(Point labeling examples)
=====
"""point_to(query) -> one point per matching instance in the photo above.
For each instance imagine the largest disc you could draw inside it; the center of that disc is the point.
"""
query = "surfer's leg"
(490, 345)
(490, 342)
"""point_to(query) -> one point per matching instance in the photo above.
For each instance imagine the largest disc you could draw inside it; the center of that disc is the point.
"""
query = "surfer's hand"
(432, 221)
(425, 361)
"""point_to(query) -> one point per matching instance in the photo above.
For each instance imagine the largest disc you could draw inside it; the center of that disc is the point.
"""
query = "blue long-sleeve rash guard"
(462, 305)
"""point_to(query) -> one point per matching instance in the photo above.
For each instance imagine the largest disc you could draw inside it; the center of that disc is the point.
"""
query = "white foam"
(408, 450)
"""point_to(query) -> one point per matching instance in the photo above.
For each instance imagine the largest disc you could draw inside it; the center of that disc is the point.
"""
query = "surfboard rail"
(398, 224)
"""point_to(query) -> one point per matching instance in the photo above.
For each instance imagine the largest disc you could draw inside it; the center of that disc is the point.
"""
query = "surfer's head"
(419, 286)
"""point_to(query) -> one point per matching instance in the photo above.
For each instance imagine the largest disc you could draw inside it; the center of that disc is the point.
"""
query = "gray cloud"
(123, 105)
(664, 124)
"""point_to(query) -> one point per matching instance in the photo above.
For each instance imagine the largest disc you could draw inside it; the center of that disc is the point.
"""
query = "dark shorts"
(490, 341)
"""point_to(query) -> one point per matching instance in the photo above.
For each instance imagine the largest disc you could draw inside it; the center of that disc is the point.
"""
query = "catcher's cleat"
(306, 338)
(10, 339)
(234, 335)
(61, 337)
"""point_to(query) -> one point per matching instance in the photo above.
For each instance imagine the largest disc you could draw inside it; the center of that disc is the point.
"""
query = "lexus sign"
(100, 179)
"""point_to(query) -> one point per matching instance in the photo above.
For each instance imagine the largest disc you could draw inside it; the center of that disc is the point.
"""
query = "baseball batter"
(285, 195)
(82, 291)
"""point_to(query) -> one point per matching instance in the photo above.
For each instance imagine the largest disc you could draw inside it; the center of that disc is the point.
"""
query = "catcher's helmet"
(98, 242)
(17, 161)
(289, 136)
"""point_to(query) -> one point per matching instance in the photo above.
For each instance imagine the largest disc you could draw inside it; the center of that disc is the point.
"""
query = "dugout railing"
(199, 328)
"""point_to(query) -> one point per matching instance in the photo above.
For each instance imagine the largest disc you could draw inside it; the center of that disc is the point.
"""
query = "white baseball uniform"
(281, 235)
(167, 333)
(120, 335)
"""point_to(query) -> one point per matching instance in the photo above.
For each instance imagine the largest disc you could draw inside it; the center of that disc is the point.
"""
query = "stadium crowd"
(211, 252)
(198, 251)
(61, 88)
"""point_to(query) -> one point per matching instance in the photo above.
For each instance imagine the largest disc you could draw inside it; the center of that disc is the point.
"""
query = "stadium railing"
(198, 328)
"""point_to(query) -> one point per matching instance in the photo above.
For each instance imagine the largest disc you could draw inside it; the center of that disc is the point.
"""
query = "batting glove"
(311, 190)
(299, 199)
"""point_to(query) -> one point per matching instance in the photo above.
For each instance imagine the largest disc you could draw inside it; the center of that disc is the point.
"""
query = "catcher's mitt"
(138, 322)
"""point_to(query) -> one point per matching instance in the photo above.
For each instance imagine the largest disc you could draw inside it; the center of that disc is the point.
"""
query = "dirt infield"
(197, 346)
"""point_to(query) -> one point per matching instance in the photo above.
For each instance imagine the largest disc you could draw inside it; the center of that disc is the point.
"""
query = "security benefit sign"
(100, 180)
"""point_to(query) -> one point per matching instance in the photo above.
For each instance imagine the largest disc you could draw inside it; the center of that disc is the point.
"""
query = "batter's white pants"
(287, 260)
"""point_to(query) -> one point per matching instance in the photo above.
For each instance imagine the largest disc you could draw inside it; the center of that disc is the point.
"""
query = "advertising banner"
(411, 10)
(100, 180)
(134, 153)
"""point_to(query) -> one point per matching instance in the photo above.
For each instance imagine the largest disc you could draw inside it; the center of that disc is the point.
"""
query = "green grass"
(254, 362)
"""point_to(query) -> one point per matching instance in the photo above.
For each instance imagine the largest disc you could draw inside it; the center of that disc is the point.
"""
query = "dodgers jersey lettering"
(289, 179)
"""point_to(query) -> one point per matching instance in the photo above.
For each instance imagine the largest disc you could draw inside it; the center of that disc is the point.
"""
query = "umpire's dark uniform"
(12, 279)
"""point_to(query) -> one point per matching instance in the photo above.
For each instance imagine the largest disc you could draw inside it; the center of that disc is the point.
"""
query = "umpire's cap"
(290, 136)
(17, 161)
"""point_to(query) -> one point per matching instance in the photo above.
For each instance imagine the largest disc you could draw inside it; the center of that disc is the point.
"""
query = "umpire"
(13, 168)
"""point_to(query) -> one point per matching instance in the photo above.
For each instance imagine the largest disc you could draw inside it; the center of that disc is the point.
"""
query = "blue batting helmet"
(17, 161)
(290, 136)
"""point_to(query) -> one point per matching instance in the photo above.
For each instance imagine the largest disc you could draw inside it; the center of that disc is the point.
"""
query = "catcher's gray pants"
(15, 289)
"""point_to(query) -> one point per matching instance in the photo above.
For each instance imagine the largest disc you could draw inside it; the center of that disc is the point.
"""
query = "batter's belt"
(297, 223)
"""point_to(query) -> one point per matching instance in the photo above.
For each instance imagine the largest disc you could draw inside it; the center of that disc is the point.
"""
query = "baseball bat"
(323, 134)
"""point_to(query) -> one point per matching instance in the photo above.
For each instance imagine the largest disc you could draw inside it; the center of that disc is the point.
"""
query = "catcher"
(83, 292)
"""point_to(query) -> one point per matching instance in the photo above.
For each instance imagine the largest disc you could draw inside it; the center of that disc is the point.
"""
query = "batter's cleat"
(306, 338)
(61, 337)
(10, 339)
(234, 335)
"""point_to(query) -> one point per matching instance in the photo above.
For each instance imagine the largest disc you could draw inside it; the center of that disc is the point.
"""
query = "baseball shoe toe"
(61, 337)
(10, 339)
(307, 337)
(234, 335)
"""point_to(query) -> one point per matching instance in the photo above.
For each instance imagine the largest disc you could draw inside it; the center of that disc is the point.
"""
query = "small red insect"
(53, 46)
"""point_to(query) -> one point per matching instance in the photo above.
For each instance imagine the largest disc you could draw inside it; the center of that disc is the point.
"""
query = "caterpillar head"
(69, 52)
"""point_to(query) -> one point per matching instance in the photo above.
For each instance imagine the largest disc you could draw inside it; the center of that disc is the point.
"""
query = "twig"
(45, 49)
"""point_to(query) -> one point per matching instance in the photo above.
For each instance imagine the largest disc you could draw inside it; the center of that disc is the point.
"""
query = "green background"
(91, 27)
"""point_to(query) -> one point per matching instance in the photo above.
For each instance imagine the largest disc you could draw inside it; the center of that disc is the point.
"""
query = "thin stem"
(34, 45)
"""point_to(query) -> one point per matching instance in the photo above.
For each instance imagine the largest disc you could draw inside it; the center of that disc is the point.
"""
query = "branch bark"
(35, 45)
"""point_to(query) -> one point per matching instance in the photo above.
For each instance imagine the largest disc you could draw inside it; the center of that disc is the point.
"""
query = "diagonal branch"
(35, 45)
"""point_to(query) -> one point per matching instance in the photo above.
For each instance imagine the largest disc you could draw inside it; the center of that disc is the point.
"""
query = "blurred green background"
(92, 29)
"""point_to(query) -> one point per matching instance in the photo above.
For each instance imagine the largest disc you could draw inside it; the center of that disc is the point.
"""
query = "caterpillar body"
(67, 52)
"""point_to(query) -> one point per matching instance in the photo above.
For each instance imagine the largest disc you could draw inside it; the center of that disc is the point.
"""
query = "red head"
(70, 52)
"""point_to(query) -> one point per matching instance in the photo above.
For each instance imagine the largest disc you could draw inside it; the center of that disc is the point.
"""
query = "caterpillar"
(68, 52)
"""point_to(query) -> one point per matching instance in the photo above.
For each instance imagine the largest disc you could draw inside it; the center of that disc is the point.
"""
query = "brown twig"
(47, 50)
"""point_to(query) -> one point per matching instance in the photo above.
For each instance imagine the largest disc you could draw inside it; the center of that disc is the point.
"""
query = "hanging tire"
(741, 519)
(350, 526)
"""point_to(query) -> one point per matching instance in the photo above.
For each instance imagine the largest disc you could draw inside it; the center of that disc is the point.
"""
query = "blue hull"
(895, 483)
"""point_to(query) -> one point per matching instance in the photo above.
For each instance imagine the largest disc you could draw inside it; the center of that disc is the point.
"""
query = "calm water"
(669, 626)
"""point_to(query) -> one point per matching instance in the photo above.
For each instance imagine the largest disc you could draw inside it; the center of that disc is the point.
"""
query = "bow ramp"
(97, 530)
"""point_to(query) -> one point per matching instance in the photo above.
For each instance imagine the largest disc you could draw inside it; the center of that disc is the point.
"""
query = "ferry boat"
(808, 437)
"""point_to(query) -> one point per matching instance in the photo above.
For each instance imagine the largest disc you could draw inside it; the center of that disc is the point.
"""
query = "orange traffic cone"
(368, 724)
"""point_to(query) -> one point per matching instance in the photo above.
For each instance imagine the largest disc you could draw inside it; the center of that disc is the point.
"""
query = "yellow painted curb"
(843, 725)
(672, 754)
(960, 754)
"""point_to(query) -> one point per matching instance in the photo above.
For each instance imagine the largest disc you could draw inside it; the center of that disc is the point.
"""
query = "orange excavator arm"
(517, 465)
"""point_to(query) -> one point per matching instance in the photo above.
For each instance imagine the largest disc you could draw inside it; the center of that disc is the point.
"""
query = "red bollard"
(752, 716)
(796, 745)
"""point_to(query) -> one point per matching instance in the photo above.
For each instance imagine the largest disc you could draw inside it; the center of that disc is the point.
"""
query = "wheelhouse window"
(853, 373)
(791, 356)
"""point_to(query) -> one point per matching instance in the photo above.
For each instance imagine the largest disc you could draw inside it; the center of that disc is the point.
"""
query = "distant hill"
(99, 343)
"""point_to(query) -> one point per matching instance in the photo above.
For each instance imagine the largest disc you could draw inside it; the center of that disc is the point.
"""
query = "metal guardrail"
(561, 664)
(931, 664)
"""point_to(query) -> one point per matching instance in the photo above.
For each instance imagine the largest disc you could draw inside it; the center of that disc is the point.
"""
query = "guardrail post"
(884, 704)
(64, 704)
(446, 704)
=====
→ Aim:
Please gather every line above that contains the word "dark" and copy each one out in full.

→ Exercise answer:
query = "dark shorts"
query = "umpire's dark uniform"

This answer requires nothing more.